§ **Task goal**:
Where the records contain images, omit them, and repeat everything else word for word.

§ **Material for this task**:
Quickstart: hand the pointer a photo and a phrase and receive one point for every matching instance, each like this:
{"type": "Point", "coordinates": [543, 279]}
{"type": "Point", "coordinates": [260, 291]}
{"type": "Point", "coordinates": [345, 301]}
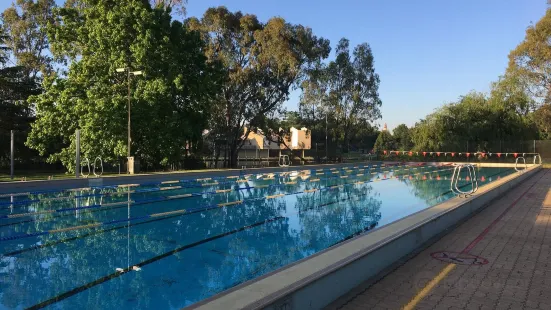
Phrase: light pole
{"type": "Point", "coordinates": [130, 73]}
{"type": "Point", "coordinates": [326, 158]}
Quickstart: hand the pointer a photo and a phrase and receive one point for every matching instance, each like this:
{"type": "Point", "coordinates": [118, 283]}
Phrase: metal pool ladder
{"type": "Point", "coordinates": [284, 161]}
{"type": "Point", "coordinates": [455, 178]}
{"type": "Point", "coordinates": [523, 162]}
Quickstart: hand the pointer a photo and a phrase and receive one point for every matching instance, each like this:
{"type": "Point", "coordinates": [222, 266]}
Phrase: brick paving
{"type": "Point", "coordinates": [518, 248]}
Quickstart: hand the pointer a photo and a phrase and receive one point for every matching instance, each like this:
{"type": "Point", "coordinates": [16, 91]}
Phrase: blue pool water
{"type": "Point", "coordinates": [194, 239]}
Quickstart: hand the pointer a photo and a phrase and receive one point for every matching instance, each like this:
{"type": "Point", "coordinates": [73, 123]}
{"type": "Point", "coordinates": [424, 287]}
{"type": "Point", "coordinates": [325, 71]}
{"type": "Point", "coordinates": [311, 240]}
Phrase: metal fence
{"type": "Point", "coordinates": [28, 161]}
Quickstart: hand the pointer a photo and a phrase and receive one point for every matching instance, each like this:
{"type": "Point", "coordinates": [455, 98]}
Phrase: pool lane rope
{"type": "Point", "coordinates": [181, 211]}
{"type": "Point", "coordinates": [246, 176]}
{"type": "Point", "coordinates": [165, 198]}
{"type": "Point", "coordinates": [26, 202]}
{"type": "Point", "coordinates": [158, 199]}
{"type": "Point", "coordinates": [64, 240]}
{"type": "Point", "coordinates": [137, 267]}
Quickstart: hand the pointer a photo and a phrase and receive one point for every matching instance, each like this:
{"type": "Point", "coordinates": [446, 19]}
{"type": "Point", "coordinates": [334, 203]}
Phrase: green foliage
{"type": "Point", "coordinates": [15, 87]}
{"type": "Point", "coordinates": [474, 123]}
{"type": "Point", "coordinates": [263, 62]}
{"type": "Point", "coordinates": [346, 89]}
{"type": "Point", "coordinates": [402, 135]}
{"type": "Point", "coordinates": [25, 22]}
{"type": "Point", "coordinates": [170, 102]}
{"type": "Point", "coordinates": [385, 142]}
{"type": "Point", "coordinates": [542, 119]}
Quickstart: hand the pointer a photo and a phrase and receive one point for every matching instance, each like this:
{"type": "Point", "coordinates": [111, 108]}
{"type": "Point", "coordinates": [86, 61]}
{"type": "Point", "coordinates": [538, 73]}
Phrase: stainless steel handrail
{"type": "Point", "coordinates": [101, 165]}
{"type": "Point", "coordinates": [524, 162]}
{"type": "Point", "coordinates": [537, 156]}
{"type": "Point", "coordinates": [282, 162]}
{"type": "Point", "coordinates": [455, 179]}
{"type": "Point", "coordinates": [82, 168]}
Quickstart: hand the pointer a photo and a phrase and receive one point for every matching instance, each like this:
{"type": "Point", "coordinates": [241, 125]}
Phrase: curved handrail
{"type": "Point", "coordinates": [282, 162]}
{"type": "Point", "coordinates": [82, 167]}
{"type": "Point", "coordinates": [101, 165]}
{"type": "Point", "coordinates": [537, 156]}
{"type": "Point", "coordinates": [524, 161]}
{"type": "Point", "coordinates": [455, 179]}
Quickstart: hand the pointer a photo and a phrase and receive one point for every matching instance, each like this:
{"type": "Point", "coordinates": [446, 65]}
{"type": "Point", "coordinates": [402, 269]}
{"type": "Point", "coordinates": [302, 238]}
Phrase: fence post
{"type": "Point", "coordinates": [11, 154]}
{"type": "Point", "coordinates": [77, 170]}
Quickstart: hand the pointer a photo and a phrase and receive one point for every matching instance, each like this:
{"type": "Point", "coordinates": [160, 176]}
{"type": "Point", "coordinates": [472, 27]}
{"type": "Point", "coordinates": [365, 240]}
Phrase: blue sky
{"type": "Point", "coordinates": [427, 52]}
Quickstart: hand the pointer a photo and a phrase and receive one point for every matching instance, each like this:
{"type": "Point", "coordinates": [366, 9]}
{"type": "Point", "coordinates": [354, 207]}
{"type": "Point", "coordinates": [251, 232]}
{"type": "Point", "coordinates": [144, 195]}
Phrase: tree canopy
{"type": "Point", "coordinates": [170, 102]}
{"type": "Point", "coordinates": [263, 62]}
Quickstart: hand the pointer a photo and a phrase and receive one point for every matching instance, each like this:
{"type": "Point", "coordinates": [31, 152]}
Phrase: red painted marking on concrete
{"type": "Point", "coordinates": [459, 258]}
{"type": "Point", "coordinates": [487, 230]}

§ **Answer to this task**:
Quickstart: hand the pointer a photo and a phrase and receive one point for every matching instance, each like this:
{"type": "Point", "coordinates": [543, 279]}
{"type": "Point", "coordinates": [260, 291]}
{"type": "Point", "coordinates": [345, 301]}
Phrase: light pole
{"type": "Point", "coordinates": [130, 73]}
{"type": "Point", "coordinates": [326, 158]}
Quickstart: hand the pointer a photo and a phrase and receive one point for every matching instance, each like this:
{"type": "Point", "coordinates": [118, 283]}
Phrase: metal pool ladder
{"type": "Point", "coordinates": [284, 161]}
{"type": "Point", "coordinates": [455, 178]}
{"type": "Point", "coordinates": [523, 162]}
Quickstart: hand the pointer a photo and a phrase and receive one point for every matching instance, each like this:
{"type": "Point", "coordinates": [222, 266]}
Phrase: brick paving
{"type": "Point", "coordinates": [518, 248]}
Quickstart: hand the pointer a photo and a phrase and receive one point for every matching instance, each like this:
{"type": "Point", "coordinates": [16, 91]}
Phrase: blue pool water
{"type": "Point", "coordinates": [194, 239]}
Quickstart: hand the pointer a photo and a phrase and receive one point for every matching instance, each like this:
{"type": "Point", "coordinates": [73, 123]}
{"type": "Point", "coordinates": [424, 287]}
{"type": "Point", "coordinates": [325, 71]}
{"type": "Point", "coordinates": [311, 240]}
Phrase: metal fence
{"type": "Point", "coordinates": [28, 161]}
Quickstart: hand the pointer a photo and a phrase and receive one point for every matching instance, each like this:
{"type": "Point", "coordinates": [455, 98]}
Phrase: pool lane rope
{"type": "Point", "coordinates": [181, 211]}
{"type": "Point", "coordinates": [246, 176]}
{"type": "Point", "coordinates": [165, 198]}
{"type": "Point", "coordinates": [26, 202]}
{"type": "Point", "coordinates": [158, 199]}
{"type": "Point", "coordinates": [64, 240]}
{"type": "Point", "coordinates": [137, 267]}
Quickstart: hand the pointer a photo and a phrase and receive one point for every matching instance, each like this:
{"type": "Point", "coordinates": [446, 19]}
{"type": "Point", "coordinates": [334, 203]}
Phrase: green foliage
{"type": "Point", "coordinates": [15, 87]}
{"type": "Point", "coordinates": [474, 123]}
{"type": "Point", "coordinates": [263, 62]}
{"type": "Point", "coordinates": [346, 89]}
{"type": "Point", "coordinates": [402, 135]}
{"type": "Point", "coordinates": [25, 22]}
{"type": "Point", "coordinates": [170, 102]}
{"type": "Point", "coordinates": [385, 142]}
{"type": "Point", "coordinates": [542, 119]}
Quickstart: hand the pointer a photo and a phrase and receive one point for every matching instance, each like this:
{"type": "Point", "coordinates": [111, 108]}
{"type": "Point", "coordinates": [86, 61]}
{"type": "Point", "coordinates": [538, 73]}
Phrase: stainless steel handrail
{"type": "Point", "coordinates": [101, 165]}
{"type": "Point", "coordinates": [524, 162]}
{"type": "Point", "coordinates": [537, 156]}
{"type": "Point", "coordinates": [282, 162]}
{"type": "Point", "coordinates": [455, 179]}
{"type": "Point", "coordinates": [82, 168]}
Quickstart: hand the pointer a photo and a phrase and receive one point for every matching instance, each like this:
{"type": "Point", "coordinates": [241, 125]}
Phrase: curved handrail
{"type": "Point", "coordinates": [282, 162]}
{"type": "Point", "coordinates": [82, 167]}
{"type": "Point", "coordinates": [101, 165]}
{"type": "Point", "coordinates": [537, 156]}
{"type": "Point", "coordinates": [524, 161]}
{"type": "Point", "coordinates": [455, 179]}
Quickstart: hand the pointer a photo and a phrase and receive one point for every matching instance, each like this:
{"type": "Point", "coordinates": [446, 65]}
{"type": "Point", "coordinates": [402, 269]}
{"type": "Point", "coordinates": [302, 238]}
Phrase: fence post
{"type": "Point", "coordinates": [11, 154]}
{"type": "Point", "coordinates": [77, 170]}
Quickstart: hand the pointer a photo and a phrase and receive one point for every matching instance, each like this:
{"type": "Point", "coordinates": [160, 176]}
{"type": "Point", "coordinates": [472, 27]}
{"type": "Point", "coordinates": [365, 240]}
Phrase: blue sky
{"type": "Point", "coordinates": [427, 52]}
Quickstart: hand the pointer a photo and a phrase and receive one point for every matching instance, each like this:
{"type": "Point", "coordinates": [366, 9]}
{"type": "Point", "coordinates": [354, 207]}
{"type": "Point", "coordinates": [251, 232]}
{"type": "Point", "coordinates": [144, 195]}
Phrase: tree canopy
{"type": "Point", "coordinates": [170, 102]}
{"type": "Point", "coordinates": [263, 62]}
Quickstart: hand the pointer a photo and a phrase and receive one point for every matching instance, each like this:
{"type": "Point", "coordinates": [31, 152]}
Phrase: red painted marking on concrete
{"type": "Point", "coordinates": [459, 258]}
{"type": "Point", "coordinates": [487, 230]}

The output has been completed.